Complete the following –
1) According to the passage on sameness and difference, why is looking for sameness helpful for clinicians?
2) Using the passage on sameness and difference, decide whether each statement agrees with it. Answer yes or no for each, and quote the words that decide it.
(a) Small changes are usually easy to notice.
(b) Making a diagnosis involves looking for sameness.
(c) Working with time can help bring forward difference.
3) Translate this sentence from the passage on sameness and difference into Spanish: "We may not find difference without looking for it."

Given passage –

○ ○ ○ ○ ○ ○ ○

In everyday and professional life we are bombarded with masses of stimuli and manage this by looking for sameness. People reading this will be connecting the ideas with their own practice and knowledge:

“That is just like ….”

If we did not do this, treated each sensory input as unique we would not be able to function. The process of making a diagnosis is that of looking for sameness. This is helpful for us as clinicians as it enables us to bring forward knowledge and experience from other people, situations and reading. This is helpful and we could not manage without it, but we risk losing a lot of detail. We may not find difference without looking for it. Small changes or steps are often not big enough to notice. If there are changes, there may be some agency and so we need to bring that forward:

  • “You notice the suicidal thoughts are not quite as strong at work? Do they start getting stronger as soon as you leave, what about lunchtime?”
  • “I notice a difference between you and your mum in how much enthusiasm you each have for your going back to school? How do you understand the difference?”
  • “I noticed in the beginning of the conversation you seemed to be talking more freely than you are now. Has something I have said made it less easy to talk? Are you noticing some judgment or criticism?”

Working with time can be another way to bring forward difference. For instance:

  • “Has parenting always been a struggle?”

○ ○ ○ ○ ○ ○ ○

Data for analysis –
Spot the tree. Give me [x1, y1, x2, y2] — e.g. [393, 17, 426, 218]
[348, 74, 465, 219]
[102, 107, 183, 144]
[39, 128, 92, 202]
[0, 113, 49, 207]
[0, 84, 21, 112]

○ ○ ○ ○ ○ ○ ○

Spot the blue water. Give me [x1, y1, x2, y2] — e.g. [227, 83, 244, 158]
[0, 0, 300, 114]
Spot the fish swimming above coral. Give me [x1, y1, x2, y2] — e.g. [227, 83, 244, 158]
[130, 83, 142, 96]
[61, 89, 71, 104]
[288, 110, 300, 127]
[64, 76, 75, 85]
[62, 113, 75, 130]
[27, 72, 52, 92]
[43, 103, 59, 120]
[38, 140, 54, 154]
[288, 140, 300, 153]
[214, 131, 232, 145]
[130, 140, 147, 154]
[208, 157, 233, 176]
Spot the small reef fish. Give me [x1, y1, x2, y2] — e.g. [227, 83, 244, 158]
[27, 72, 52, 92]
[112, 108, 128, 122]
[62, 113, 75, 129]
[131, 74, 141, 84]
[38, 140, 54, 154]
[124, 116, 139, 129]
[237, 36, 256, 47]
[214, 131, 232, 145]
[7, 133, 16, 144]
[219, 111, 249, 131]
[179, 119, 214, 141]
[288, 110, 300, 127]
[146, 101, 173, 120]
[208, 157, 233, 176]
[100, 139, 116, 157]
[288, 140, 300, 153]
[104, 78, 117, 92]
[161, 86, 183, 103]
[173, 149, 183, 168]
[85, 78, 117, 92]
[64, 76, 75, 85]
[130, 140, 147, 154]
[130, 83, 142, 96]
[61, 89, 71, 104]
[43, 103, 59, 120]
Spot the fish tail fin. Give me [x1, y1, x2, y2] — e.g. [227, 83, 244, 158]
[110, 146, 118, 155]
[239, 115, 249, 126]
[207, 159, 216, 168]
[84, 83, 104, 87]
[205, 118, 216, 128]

○ ○ ○ ○ ○ ○ ○

Results of the tasks –
1) It lets clinicians bring forward knowledge and experience from other people, situations and reading. The passage also says that without it we could not function, because we would treat each sensory input as unique.

2)
(a) No: "Small changes or steps are often not big enough to notice."
(b) Yes: "The process of making a diagnosis is that of looking for sameness."
(c) Yes: "Working with time can be another way to bring forward difference."

3) Puede que no encontremos la diferencia si no la buscamos.